● **Document segment**
□ □ □ □ □ □ □
BLOG – Why responsible mental health communication is a key media issue

By Lucy Nichol, Head of Marketing & Communications, NGI Solutions
It’s easy to think that, if we don’t work in mental health (or with mental health clients), that mental health media portrayals are beyond our remit. However, there are two key reasons why a basic understanding of responsible mental health reporting is paramount.

Firstly, a quarter of us are likely to experience a mental health problem – meaning that you or your loved ones are likely to engage in the conversation at some point in time.

Secondly, mental health problems are often used as descriptors in non-mental health stories and conversations. So it’s possible to use mental health stigma even if we’re not setting out to write on the topic.

To give this some context…

Have you ever heard anyone say, ‘God, she’s so tachycardic’ as a way to describe somebody’s personality?

Probably not.

Yet with mental health, it’s sadly still a part of today’s society to sometimes describe people as a mental health problem.

‘She’s so OCD, she’s like Monica from Friends’. 

‘I’m so depressed, I missed Love Island.’

So it’s worth being aware of mental health media best practice – even if you’re not working in the sector.

In 2017. activist and writer, Natasha Devon, launched the Mental Health Media Charter – a set of commitments that anyone working in media or PR can sign up to and ensure that mental health portrayals are responsibly communicated.

Given the fact that poor mental health descriptors and some of the outdated mental health phrases are still very much alive and in use, it’s easy to use them without thinking about them.
□ □ □ □ □ □ □
● **Input data**
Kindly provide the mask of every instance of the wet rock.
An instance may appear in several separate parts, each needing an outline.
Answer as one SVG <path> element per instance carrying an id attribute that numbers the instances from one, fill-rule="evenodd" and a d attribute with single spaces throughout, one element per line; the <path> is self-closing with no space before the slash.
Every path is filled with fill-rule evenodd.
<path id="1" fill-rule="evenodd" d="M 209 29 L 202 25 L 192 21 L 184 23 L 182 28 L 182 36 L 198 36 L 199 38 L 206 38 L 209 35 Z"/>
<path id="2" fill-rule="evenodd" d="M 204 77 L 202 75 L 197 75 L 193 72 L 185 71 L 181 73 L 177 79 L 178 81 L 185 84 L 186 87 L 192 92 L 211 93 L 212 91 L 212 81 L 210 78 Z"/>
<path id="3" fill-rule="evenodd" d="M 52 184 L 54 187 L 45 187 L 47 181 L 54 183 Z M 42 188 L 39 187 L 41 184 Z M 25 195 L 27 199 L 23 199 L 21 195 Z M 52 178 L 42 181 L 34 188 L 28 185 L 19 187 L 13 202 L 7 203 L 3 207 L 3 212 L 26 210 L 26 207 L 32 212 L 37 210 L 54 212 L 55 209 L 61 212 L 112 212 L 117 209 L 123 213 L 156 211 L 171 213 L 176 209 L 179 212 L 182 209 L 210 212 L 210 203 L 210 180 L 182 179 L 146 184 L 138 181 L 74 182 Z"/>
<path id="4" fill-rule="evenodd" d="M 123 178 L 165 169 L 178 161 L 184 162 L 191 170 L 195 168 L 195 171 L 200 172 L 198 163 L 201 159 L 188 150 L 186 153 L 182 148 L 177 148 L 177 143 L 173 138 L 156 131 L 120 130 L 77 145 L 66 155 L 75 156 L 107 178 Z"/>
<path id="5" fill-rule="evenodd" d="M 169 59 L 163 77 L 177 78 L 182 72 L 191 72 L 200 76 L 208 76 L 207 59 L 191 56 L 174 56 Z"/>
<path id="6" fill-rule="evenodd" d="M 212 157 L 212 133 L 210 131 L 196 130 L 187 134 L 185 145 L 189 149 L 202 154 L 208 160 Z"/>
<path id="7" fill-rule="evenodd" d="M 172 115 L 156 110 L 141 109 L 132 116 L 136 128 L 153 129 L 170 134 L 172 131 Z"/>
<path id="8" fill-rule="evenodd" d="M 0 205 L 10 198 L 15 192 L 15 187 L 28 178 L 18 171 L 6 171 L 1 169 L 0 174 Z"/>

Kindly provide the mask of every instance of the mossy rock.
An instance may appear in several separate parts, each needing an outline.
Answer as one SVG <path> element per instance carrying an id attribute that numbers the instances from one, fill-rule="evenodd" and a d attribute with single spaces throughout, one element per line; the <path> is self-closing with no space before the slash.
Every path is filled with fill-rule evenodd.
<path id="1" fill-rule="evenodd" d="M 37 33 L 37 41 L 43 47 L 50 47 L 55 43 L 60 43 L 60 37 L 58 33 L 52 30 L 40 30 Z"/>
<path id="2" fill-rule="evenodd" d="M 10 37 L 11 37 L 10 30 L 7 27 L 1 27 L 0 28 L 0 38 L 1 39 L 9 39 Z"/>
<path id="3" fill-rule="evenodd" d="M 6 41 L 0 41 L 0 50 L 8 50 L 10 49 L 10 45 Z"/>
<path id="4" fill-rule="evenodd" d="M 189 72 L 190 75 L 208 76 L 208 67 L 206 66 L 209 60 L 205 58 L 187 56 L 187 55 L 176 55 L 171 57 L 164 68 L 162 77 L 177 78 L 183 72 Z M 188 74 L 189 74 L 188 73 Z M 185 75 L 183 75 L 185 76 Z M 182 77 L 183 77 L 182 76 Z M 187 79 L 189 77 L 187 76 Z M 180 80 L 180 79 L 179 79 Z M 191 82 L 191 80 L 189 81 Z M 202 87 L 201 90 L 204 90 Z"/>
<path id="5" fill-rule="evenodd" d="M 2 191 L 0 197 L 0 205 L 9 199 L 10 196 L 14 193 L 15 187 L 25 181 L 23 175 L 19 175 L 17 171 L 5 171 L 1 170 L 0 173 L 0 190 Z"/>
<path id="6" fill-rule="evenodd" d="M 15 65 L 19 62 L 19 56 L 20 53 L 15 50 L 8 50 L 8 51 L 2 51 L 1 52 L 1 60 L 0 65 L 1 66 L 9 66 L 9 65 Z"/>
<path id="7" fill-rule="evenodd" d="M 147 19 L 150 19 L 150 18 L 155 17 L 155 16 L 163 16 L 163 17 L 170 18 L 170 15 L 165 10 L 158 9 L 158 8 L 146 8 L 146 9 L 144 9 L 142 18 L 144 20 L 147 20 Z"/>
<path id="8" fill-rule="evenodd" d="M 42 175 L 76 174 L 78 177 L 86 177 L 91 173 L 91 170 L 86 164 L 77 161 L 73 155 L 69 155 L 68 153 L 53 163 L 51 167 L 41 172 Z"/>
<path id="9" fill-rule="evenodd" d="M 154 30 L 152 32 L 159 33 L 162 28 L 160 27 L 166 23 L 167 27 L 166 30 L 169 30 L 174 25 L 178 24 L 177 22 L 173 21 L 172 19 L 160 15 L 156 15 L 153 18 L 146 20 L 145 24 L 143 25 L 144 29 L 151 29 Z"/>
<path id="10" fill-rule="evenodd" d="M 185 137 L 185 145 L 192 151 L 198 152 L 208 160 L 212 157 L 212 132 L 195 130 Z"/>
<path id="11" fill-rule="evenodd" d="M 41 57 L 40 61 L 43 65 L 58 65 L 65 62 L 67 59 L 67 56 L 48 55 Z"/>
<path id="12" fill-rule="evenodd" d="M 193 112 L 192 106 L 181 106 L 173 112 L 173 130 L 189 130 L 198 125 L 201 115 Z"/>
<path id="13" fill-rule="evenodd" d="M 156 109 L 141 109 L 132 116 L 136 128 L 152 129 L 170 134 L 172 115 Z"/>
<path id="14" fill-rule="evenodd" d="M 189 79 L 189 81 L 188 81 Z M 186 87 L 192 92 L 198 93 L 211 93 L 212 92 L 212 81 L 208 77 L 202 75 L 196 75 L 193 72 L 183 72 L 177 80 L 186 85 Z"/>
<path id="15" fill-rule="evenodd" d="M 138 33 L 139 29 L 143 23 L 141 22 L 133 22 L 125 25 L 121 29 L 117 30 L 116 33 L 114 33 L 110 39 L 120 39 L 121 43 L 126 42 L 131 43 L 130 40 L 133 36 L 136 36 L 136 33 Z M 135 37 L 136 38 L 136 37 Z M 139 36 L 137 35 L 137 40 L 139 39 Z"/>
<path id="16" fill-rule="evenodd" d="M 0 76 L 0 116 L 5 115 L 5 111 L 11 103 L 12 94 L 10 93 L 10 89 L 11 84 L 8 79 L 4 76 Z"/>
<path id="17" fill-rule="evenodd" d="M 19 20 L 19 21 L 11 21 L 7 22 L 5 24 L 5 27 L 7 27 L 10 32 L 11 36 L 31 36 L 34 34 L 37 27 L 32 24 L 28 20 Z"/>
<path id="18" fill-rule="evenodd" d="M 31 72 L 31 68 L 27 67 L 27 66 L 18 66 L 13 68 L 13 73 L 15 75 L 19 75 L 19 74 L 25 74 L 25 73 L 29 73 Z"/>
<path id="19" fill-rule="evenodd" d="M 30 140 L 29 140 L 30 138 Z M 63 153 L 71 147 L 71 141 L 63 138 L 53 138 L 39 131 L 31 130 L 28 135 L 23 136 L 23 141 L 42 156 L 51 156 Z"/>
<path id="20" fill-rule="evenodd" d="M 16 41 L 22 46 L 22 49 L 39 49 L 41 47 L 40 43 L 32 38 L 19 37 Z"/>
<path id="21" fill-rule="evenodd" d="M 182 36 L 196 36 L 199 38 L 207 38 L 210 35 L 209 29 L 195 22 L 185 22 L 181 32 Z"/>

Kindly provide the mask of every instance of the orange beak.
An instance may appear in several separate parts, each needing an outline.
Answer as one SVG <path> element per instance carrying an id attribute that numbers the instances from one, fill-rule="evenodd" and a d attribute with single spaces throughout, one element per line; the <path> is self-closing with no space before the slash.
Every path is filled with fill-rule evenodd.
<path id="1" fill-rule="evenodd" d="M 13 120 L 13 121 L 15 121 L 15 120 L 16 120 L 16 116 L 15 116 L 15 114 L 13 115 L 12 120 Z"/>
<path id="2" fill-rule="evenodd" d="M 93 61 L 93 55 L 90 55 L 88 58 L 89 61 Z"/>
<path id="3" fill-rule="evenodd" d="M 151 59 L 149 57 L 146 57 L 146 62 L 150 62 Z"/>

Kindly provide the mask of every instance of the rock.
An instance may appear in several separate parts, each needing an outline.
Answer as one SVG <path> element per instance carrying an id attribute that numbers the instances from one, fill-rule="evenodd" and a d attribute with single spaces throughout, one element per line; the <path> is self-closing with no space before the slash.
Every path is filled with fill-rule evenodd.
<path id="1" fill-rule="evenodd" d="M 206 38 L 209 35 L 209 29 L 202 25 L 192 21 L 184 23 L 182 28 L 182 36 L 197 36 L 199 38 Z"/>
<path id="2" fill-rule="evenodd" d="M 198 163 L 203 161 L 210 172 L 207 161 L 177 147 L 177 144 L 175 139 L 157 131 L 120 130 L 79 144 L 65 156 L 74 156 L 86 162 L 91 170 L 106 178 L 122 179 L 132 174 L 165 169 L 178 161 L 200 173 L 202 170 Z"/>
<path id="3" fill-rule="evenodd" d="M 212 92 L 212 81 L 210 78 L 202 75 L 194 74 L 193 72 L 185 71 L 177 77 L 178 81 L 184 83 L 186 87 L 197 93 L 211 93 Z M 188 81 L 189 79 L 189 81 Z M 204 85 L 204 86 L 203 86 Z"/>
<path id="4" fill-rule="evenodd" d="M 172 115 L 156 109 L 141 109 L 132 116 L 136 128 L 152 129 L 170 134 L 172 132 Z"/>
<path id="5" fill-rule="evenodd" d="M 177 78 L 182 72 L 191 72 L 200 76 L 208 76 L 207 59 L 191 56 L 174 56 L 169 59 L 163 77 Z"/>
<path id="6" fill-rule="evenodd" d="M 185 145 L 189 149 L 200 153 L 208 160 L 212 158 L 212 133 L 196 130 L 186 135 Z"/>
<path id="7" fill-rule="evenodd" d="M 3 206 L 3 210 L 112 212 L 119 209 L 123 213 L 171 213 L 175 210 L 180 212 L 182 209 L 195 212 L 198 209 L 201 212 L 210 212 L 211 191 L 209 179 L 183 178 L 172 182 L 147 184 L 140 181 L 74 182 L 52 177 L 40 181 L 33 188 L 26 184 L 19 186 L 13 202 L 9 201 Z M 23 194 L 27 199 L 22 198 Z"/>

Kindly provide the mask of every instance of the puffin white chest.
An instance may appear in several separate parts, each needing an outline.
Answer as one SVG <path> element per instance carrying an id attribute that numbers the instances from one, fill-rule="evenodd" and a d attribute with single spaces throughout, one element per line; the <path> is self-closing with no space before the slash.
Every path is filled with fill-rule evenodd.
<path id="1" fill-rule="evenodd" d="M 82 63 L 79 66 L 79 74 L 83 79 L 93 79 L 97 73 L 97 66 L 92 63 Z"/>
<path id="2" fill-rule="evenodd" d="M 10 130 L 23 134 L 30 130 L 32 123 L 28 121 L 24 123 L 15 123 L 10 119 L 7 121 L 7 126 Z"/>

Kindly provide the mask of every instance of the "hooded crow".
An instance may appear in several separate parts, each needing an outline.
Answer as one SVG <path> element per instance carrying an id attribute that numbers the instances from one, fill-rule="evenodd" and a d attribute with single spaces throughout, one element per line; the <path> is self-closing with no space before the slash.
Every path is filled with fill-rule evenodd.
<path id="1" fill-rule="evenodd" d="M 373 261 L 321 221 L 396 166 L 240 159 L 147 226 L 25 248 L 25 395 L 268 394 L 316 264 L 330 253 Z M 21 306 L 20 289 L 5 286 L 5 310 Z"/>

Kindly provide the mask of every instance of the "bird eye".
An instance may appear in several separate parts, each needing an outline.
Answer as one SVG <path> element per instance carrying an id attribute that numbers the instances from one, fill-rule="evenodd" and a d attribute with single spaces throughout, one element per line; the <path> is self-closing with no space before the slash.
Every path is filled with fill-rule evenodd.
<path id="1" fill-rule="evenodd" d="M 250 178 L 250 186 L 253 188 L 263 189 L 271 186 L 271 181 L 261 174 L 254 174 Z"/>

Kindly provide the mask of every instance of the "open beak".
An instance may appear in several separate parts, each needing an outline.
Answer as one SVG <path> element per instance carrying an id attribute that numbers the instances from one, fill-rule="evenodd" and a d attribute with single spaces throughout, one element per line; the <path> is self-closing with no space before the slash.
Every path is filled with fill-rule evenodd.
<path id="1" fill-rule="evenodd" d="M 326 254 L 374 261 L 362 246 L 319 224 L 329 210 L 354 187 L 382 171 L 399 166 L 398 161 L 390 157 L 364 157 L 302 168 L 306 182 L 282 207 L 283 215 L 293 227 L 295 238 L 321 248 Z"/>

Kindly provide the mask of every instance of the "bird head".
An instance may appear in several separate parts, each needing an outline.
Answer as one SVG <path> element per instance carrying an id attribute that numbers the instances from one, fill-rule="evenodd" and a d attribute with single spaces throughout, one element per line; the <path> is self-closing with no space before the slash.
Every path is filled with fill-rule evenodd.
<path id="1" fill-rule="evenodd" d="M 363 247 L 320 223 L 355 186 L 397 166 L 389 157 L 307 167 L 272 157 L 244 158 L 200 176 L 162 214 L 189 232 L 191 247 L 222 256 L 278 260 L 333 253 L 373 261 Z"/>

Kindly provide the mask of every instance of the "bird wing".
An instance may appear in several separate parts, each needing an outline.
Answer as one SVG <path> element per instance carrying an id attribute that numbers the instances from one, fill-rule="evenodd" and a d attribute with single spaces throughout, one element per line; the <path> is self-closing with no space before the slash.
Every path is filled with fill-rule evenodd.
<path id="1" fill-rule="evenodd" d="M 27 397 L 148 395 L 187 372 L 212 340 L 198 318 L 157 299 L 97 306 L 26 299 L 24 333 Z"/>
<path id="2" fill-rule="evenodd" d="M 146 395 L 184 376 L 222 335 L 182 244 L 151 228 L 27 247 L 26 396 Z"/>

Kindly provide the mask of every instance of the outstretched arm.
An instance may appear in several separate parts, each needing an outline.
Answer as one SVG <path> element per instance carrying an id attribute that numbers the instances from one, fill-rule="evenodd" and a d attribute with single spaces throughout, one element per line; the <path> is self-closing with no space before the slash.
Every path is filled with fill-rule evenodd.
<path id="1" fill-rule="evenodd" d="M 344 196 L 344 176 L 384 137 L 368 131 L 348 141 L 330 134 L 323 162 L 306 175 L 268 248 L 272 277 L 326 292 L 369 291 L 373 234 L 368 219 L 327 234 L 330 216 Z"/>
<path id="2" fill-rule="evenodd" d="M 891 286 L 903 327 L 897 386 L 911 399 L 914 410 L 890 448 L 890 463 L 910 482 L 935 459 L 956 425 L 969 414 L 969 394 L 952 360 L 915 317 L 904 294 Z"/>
□ □ □ □ □ □ □
● **What you will do**
1. Rewrite the passage on mental health communication from "Yet with mental" to "Monica from Friends’.", substituting "Rachel" for "Monica".
2. Carry on the blog post about responsible mental health communication from the point where it stops.

● **Answers below**
1.
Yet with mental health, it’s sadly still a part of today’s society to sometimes describe people as a mental health problem.

‘She’s so OCD, she’s like Rachel from Friends’.

2.
For example, describing somebody who has taken their own life as having ‘committed suicide’ harks back to the days when taking your own life was a criminal offence. The law changed many decades ago, but the terminology stuck. It is better in this instance to say ‘died by suicide’.

Similarly, mis-representing a TV character as being ‘psychotic’ rather than ‘psychopathic’ (as was the case in the media re Jodie Comer’s character, Villanelle in Killing Eve) can be really upsetting to people who do live with psychosis – which is a collection of symptoms that make people far more vulnerable, not far more violent, than the wider community. Linking the term ‘psychosis’ to a psychopathic serial killer like Villanelle can cause people to feel ashamed and stigmatised, and can influence discrimination and isolation by others.

As an agency, NGI Solutions is working with Newcastle United Foundation on its #BEAGAMECHANGER campaign – a project that raises awareness of mental health problems and encourages Newcastle United fans to speak more openly about mental health generally.

It’s obviously important that we represent the campaign and our case study volunteers fairly and responsibly. However, we have signed up to the Mental Health Media Charter to ensure that we practice these communications principles in all areas of our work.

Signing up to the charter doesn’t mean you’ll be policed and hung out to dry if you make a mistake. What it does mean is that you will have access to simple guidance to inform your communications, and that you are committed to doing your best to portray mental health accurately and in a non-stigmatising way.

So, I’d urge anyone working in or with the media to check out the guidance. At the very least, it will help you with a conversation you are bound to have at some point with a friend, colleague or family member who is struggling with a mental health problem.